**Given entries:**
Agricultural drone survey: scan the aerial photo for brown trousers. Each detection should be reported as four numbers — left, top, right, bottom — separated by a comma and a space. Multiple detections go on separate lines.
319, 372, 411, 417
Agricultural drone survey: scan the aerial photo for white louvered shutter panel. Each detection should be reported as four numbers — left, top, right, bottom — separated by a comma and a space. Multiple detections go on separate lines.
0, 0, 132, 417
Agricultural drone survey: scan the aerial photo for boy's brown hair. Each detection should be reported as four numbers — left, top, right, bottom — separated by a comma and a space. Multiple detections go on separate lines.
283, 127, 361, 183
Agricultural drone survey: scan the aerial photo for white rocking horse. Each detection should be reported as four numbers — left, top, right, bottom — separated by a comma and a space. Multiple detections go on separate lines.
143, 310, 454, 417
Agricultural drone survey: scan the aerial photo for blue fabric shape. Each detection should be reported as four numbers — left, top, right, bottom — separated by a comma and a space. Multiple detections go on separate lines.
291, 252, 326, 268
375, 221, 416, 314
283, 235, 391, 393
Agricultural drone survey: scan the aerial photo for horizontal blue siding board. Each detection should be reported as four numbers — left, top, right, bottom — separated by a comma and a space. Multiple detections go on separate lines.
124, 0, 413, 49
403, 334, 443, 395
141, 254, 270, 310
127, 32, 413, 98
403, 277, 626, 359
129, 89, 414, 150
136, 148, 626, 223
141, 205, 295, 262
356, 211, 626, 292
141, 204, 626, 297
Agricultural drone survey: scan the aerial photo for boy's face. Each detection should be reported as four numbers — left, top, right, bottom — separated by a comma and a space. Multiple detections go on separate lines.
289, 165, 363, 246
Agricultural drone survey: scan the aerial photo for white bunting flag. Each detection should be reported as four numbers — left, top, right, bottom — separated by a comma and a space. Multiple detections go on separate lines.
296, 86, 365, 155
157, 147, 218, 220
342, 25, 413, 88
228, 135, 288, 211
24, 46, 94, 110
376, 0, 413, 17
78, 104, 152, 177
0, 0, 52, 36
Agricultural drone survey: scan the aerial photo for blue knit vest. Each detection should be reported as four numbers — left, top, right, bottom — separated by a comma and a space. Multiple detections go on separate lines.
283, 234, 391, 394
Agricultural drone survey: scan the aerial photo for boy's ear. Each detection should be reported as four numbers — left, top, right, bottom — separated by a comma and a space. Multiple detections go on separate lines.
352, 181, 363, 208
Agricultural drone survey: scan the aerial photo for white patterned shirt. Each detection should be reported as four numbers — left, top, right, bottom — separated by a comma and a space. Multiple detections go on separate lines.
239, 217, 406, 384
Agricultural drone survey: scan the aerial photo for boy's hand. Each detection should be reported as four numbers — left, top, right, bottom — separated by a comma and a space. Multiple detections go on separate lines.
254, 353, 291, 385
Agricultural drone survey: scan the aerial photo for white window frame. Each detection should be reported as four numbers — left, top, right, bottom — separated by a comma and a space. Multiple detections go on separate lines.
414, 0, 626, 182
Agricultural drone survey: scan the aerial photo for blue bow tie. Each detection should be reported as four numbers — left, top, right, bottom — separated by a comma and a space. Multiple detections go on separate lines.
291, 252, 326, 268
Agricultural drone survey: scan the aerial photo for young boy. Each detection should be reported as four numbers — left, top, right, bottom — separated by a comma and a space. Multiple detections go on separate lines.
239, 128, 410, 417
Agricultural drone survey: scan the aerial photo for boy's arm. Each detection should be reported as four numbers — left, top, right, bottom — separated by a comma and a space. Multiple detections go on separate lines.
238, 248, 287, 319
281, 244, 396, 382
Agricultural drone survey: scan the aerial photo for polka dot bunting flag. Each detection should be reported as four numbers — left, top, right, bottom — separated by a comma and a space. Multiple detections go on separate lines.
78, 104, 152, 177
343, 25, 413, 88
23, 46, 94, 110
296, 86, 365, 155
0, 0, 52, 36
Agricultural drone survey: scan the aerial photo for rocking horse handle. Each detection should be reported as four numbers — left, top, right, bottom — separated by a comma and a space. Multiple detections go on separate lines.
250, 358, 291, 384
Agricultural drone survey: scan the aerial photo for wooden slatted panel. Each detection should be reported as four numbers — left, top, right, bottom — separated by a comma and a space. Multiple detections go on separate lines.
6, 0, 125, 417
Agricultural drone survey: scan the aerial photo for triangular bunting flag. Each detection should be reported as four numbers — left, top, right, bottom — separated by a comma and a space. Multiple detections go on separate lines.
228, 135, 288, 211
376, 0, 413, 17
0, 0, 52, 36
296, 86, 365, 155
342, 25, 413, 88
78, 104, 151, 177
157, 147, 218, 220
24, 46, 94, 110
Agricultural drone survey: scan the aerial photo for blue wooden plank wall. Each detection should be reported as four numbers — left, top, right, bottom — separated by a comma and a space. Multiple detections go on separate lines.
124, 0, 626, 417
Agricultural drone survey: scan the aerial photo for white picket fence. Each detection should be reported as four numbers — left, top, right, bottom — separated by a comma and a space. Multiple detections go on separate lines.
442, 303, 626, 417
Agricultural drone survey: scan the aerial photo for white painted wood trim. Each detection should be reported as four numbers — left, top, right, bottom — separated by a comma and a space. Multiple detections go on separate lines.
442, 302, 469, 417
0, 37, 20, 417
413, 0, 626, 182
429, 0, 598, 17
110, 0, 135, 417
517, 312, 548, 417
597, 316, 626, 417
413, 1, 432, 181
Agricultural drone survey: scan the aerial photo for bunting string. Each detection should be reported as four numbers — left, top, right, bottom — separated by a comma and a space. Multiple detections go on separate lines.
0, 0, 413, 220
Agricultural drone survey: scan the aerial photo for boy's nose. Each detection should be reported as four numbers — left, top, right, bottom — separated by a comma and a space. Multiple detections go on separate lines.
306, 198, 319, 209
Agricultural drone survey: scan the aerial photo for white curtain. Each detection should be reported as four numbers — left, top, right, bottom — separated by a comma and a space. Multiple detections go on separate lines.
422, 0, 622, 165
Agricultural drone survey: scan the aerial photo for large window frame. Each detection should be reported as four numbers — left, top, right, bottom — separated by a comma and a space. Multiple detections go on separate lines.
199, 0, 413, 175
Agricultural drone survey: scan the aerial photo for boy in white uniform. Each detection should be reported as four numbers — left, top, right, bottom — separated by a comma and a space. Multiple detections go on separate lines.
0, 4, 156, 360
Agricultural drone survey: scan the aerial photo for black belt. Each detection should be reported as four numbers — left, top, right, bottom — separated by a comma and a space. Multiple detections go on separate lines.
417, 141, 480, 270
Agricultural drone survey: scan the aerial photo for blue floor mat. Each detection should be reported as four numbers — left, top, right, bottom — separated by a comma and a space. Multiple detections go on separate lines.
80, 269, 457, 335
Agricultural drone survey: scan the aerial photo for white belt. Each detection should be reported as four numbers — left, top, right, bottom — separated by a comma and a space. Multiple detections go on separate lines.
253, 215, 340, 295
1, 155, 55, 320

**Your task:** Pick out each line in the entries above that contains the word "panel" and copy those lines out in full.

**Exercise response:**
Agricultural drone survey: scan the aerial photo for white louvered shutter panel. Each detection should be reported as four numbers — left, top, right, bottom — separated by a comma and a space. Multiple detections go on separate lines.
Agricultural drone survey: scan the aerial photo for wooden slatted panel. Each detection should be reported as four numbers — left, top, right, bottom — separated by a comma and a space. Multiple detections go on separate lines.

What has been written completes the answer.